- _Text provided_
Filters use TraceFilterPublic objects. For metadata fields, set field="metadata" and key=<field_name>:

TraceFilterPublic(field="metadata", key="env",            operator="=", value="prod")
TraceFilterPublic(field="metadata", key="risk_tier",       operator="=", value="high")
TraceFilterPublic(field="metadata", key="regulatory_scope",operator="=", value="internal")
TraceFilterPublic(field="metadata", key="business_unit",   operator="=", value="retail")

To enable slices, populate the METADATA_SLICES list at the top of data_governance_team.py. It defaults to empty (single unfiltered extraction).


Governance Metadata Schema

All fields should be set on every production trace. The oversight team filters and slices using these fields.

[Saved entries]
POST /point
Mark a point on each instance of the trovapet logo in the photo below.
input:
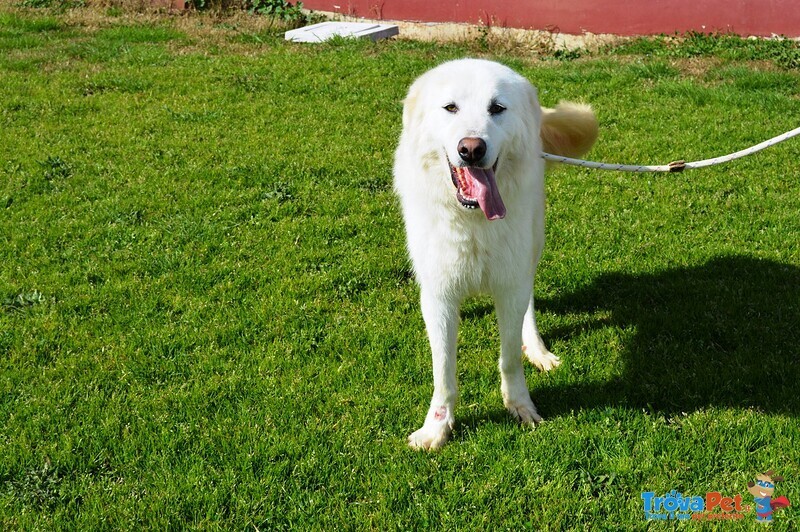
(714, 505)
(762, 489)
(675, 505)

* * *

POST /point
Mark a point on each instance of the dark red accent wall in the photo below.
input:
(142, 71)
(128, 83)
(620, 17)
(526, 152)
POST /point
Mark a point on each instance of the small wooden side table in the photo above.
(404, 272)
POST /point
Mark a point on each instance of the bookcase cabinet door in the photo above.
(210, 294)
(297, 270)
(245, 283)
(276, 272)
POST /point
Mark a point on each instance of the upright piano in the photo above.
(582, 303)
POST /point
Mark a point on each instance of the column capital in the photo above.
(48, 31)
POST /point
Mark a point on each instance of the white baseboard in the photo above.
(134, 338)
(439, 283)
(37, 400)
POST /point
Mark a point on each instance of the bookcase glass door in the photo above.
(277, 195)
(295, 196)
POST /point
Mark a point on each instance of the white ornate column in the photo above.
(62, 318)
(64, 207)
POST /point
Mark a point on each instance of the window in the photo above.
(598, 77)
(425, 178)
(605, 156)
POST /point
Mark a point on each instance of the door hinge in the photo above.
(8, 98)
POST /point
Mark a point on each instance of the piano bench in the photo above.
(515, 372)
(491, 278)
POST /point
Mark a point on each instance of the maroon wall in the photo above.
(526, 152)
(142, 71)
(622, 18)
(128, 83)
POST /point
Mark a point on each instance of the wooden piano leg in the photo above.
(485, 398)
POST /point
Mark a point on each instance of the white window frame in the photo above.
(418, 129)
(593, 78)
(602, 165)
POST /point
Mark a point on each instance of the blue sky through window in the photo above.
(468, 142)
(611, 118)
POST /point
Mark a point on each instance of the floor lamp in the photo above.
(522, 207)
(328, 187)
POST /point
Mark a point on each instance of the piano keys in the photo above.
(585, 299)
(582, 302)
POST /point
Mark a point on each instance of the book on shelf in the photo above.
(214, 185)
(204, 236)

- _What the task asks_
According to the text on trace filters, where is the METADATA_SLICES list populated to enable slices?

- _Response below_
At the top of data_governance_team.py.